→ **CHALLENGE**
Turn everything from the line containing "For every instance of the handprint, mark" down to the last of the lines below into a numbered list, skipping any blank lines. Include only those lines.

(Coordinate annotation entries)
===============

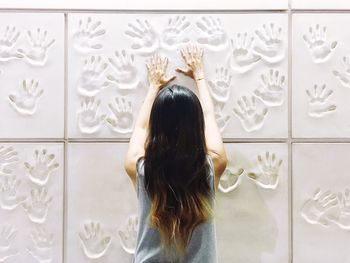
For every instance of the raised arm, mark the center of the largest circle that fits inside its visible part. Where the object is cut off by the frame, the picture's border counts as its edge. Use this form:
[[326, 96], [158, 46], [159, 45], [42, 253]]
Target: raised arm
[[156, 67], [193, 57]]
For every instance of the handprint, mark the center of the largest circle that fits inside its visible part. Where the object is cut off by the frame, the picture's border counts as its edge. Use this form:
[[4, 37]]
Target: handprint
[[7, 43], [220, 88], [314, 210], [91, 80], [88, 120], [86, 37], [144, 36], [251, 117], [243, 59], [268, 177], [128, 236], [7, 235], [272, 48], [272, 90], [172, 33], [214, 34], [94, 243], [37, 210], [344, 78], [9, 198], [8, 156], [25, 102], [318, 45], [318, 106], [125, 72], [229, 181], [122, 118], [39, 45], [44, 164]]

===============

→ **REPLY TO THE TASK**
1. For every instance of the handprint, mark the center of the largest circle that fits inside its visible part. Where the object is cut off by the frame, the picture's border counts as its edge. Use this form:
2. [[4, 37]]
3. Target: handprint
4. [[7, 43], [220, 88], [314, 210], [91, 80], [88, 120], [86, 37], [144, 36], [251, 117], [243, 59], [268, 177], [128, 236], [7, 235], [272, 48], [272, 90], [172, 33], [214, 34], [94, 243], [37, 210], [344, 78], [9, 198], [8, 156], [25, 102], [318, 45], [318, 106], [125, 72], [229, 181], [122, 118], [39, 45], [44, 164]]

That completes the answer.